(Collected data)
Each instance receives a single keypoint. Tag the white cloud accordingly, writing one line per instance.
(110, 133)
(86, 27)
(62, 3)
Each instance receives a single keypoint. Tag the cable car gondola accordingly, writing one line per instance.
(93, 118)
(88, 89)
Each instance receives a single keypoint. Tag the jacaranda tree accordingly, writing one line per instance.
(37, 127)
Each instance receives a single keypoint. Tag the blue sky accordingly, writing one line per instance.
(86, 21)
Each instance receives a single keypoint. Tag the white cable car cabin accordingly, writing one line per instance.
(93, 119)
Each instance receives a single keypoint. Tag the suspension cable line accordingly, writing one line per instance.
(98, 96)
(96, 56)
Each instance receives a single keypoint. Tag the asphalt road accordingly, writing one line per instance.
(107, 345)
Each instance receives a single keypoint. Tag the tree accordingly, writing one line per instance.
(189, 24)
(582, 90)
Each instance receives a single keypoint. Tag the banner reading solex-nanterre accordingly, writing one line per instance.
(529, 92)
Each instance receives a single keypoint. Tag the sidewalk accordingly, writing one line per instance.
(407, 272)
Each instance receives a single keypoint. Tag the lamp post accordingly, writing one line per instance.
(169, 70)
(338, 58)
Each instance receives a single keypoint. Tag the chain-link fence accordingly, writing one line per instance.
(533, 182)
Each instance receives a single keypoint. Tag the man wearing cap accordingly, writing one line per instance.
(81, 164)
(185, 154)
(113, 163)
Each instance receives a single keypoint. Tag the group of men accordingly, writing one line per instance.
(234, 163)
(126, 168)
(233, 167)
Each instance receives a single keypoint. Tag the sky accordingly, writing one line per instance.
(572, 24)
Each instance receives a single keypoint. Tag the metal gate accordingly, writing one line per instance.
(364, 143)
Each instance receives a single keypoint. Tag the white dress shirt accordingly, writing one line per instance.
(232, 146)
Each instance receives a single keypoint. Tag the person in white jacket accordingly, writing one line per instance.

(ASSIGNMENT) Output the entries above in their entirety, exactly as written.

(WRITTEN REPLY)
Each instance receives a single keypoint. Tag the white cloud accordingly, writing one line per instance.
(110, 133)
(86, 27)
(62, 3)
Each instance receives a single keypoint. Tag the cable car gondola accordingly, writing one line per instance.
(93, 118)
(88, 89)
Each instance receives a single keypoint. Tag the jacaranda tree accordingly, writing one line per instance.
(37, 127)
Each instance receives a single keypoint. Tag the blue sky accordingly, writing one line per instance.
(86, 21)
Each instance receives a single keypoint. Tag the white cable car cabin accordingly, writing one line per instance.
(93, 119)
Each instance receives a single keypoint. Tag the suspension cable line accordingly, writing one line per instance.
(98, 96)
(96, 56)
Each instance receives a single keypoint. Tag the asphalt road accordingly, writing one line per instance.
(107, 345)
Each instance receives a single keypoint. Tag the tree accordingly, writing one line per instance.
(189, 24)
(582, 90)
Each instance receives a single keypoint. Tag the banner reading solex-nanterre accordingly, writing one line per instance.
(529, 92)
Each instance receives a single keypoint. Tag the sidewalk accordingly, writing one line per instance.
(407, 272)
Each instance receives a single keypoint. Tag the lamp post accordingly, writing one line per instance.
(169, 70)
(338, 58)
Each instance receives a single keypoint. Tag the chain-link fence accordingly, writing one line per instance.
(533, 182)
Each instance receives a single keypoint. Tag the man wearing cap accordingly, writing one line per instance.
(81, 164)
(185, 154)
(113, 163)
Each instance receives a single keypoint. Tag the group of men accordingly, writing one line per instance.
(234, 163)
(126, 168)
(233, 167)
Each instance receives a single keypoint. Tag the sky accordingly, writing one line per instance.
(572, 24)
Each instance receives a single keypoint. Tag the metal gate accordingly, writing one line per instance.
(364, 143)
Each instance receives a single keypoint. Tag the white dress shirt accordingly, writing one line per instance.
(232, 146)
Each instance receives a single keypoint. Tag the person in white jacket accordingly, writing one line per instance.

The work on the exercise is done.